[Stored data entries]
************
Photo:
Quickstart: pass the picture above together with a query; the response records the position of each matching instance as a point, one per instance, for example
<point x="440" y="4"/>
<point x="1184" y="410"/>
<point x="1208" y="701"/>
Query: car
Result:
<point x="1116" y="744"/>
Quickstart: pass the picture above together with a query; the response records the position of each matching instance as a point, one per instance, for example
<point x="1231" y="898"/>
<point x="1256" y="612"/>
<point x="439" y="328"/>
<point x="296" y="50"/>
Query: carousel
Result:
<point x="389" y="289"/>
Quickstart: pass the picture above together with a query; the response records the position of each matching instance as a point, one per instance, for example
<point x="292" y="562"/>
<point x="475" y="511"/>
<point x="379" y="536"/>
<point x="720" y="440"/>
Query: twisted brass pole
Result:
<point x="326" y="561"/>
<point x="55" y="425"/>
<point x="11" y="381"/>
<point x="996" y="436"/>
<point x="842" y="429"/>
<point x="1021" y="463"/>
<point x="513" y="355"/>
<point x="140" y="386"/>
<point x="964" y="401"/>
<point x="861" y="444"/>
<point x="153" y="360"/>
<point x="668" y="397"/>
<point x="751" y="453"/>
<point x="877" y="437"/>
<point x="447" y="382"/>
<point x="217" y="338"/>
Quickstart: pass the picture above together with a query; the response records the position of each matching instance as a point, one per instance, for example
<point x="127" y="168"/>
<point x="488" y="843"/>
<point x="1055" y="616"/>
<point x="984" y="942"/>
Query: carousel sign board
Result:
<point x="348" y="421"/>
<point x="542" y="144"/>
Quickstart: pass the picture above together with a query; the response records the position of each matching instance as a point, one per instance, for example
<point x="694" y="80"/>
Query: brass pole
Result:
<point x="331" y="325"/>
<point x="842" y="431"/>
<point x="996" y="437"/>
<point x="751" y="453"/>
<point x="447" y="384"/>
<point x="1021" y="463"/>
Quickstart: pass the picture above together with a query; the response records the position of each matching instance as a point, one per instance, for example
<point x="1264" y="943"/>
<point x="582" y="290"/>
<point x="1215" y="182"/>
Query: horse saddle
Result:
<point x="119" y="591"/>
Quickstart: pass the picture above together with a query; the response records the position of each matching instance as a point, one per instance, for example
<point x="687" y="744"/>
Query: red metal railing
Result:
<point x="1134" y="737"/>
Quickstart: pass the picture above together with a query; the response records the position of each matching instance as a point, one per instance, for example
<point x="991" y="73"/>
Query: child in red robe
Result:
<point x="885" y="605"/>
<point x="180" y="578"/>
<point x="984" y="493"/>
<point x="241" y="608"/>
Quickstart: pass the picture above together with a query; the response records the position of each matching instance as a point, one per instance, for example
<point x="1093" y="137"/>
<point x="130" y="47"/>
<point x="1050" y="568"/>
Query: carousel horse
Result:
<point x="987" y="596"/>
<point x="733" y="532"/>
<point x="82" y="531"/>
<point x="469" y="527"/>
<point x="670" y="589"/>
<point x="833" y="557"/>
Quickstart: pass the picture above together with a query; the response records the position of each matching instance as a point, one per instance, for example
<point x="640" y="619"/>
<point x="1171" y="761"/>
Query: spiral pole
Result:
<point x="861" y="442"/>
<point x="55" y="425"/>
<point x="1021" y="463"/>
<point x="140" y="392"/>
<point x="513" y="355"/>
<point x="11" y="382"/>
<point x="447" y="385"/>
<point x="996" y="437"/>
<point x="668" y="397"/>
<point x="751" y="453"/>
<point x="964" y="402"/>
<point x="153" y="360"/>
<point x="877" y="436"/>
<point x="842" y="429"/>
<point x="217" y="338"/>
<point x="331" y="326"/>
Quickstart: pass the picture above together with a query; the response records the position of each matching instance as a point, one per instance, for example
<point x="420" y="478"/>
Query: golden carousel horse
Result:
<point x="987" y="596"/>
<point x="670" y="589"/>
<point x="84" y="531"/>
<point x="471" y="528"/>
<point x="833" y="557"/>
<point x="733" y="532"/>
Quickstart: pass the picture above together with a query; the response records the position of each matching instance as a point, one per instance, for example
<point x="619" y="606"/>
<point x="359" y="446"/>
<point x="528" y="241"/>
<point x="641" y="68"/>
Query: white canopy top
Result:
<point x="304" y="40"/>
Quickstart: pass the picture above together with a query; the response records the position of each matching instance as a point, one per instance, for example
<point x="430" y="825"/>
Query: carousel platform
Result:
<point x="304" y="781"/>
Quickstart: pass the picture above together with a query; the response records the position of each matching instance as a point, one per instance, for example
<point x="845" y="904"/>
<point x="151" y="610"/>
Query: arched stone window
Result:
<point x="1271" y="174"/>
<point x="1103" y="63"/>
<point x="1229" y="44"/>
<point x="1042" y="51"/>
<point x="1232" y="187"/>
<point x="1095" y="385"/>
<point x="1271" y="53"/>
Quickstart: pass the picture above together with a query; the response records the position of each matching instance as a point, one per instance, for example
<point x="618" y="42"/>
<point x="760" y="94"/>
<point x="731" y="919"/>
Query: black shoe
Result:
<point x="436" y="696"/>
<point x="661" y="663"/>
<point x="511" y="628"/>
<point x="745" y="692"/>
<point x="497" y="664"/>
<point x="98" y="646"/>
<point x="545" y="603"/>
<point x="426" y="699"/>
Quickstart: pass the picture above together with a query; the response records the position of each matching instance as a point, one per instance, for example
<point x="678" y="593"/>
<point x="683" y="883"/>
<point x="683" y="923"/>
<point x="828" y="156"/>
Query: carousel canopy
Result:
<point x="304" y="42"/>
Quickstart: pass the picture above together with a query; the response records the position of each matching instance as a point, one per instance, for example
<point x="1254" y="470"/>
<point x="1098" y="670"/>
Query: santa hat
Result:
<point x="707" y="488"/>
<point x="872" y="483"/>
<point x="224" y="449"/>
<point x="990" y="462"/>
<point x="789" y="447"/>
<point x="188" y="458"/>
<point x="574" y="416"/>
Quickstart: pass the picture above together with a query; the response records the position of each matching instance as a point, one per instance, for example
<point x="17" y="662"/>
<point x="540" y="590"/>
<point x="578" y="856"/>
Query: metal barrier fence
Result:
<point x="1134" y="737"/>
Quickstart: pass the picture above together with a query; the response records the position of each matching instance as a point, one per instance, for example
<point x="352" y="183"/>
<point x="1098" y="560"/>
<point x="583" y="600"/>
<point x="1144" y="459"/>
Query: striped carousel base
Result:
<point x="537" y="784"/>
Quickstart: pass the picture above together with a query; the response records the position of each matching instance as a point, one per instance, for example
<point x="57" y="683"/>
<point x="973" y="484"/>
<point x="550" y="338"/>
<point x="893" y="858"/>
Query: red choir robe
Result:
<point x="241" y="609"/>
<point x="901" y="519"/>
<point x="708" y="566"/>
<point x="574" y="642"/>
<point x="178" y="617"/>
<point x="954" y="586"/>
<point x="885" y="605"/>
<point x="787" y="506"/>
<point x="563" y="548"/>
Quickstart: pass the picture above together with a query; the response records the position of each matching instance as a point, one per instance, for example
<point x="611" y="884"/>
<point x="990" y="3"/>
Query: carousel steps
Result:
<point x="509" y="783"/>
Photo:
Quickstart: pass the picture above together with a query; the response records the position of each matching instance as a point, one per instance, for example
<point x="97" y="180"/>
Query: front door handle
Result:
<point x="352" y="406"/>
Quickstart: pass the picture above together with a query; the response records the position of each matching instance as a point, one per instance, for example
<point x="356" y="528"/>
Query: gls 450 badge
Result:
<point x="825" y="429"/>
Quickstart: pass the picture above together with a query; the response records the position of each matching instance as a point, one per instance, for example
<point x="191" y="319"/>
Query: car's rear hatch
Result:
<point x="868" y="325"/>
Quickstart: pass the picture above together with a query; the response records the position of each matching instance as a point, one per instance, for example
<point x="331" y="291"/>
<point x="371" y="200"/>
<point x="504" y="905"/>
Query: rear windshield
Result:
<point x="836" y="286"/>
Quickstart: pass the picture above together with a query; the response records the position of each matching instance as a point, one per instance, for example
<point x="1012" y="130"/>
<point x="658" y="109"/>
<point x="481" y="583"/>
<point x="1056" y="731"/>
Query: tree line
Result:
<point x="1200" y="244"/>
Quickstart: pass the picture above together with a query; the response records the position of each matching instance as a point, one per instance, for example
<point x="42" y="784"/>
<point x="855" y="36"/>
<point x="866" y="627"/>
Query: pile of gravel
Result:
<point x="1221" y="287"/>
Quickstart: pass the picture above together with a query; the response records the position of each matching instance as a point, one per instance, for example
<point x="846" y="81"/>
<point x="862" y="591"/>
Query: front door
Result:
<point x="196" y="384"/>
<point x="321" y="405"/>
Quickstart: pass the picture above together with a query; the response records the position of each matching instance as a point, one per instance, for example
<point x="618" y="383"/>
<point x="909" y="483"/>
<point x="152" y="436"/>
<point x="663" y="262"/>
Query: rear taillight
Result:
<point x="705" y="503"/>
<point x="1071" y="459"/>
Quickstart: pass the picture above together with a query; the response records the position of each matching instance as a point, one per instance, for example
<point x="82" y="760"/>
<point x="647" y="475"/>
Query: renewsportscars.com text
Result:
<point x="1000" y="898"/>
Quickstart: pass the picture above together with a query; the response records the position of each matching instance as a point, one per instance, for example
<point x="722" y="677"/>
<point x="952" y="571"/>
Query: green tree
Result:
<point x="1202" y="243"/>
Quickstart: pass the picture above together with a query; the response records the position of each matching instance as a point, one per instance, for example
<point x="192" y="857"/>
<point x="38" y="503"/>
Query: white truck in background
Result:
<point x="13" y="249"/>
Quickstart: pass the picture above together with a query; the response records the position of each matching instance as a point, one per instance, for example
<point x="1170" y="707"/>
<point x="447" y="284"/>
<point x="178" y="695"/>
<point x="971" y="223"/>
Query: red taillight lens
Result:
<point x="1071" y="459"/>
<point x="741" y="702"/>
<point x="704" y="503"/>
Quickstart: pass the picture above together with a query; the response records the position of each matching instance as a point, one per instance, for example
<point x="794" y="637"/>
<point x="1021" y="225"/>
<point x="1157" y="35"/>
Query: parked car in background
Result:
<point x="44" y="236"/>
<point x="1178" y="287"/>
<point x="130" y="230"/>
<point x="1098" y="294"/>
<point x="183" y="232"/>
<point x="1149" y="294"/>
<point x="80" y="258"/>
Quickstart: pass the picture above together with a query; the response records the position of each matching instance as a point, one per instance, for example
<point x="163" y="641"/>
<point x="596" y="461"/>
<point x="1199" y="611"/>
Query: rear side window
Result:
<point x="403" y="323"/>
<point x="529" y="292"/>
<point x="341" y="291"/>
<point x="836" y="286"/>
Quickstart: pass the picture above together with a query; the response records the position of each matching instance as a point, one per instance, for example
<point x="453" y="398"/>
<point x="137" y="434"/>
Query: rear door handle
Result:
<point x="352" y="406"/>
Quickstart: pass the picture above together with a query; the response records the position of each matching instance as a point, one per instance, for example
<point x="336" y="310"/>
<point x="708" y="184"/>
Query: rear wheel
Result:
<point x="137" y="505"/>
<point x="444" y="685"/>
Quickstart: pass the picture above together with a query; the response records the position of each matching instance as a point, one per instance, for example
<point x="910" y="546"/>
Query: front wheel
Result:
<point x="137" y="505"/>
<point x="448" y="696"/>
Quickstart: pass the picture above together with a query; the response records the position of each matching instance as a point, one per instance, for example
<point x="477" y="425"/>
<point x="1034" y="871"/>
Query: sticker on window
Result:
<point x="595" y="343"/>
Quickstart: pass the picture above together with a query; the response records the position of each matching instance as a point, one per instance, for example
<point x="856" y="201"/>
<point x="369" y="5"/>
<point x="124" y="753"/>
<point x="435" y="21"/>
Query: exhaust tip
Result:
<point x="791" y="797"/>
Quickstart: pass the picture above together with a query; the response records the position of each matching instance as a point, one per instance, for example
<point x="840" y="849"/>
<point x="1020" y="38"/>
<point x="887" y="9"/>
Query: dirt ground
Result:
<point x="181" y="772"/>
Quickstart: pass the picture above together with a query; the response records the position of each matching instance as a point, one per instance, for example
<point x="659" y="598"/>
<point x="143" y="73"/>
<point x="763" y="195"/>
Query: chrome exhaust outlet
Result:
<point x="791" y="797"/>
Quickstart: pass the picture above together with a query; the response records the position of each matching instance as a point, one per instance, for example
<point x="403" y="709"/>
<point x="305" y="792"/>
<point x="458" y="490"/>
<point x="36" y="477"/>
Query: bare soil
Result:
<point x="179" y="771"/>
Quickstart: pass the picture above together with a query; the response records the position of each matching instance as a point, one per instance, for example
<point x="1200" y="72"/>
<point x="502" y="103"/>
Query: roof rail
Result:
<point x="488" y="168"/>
************
What to do –
Search the data for the string "horse". List each line that has it.

Completed exercise –
Query: horse saddle
Query: carousel horse
Query: golden carousel horse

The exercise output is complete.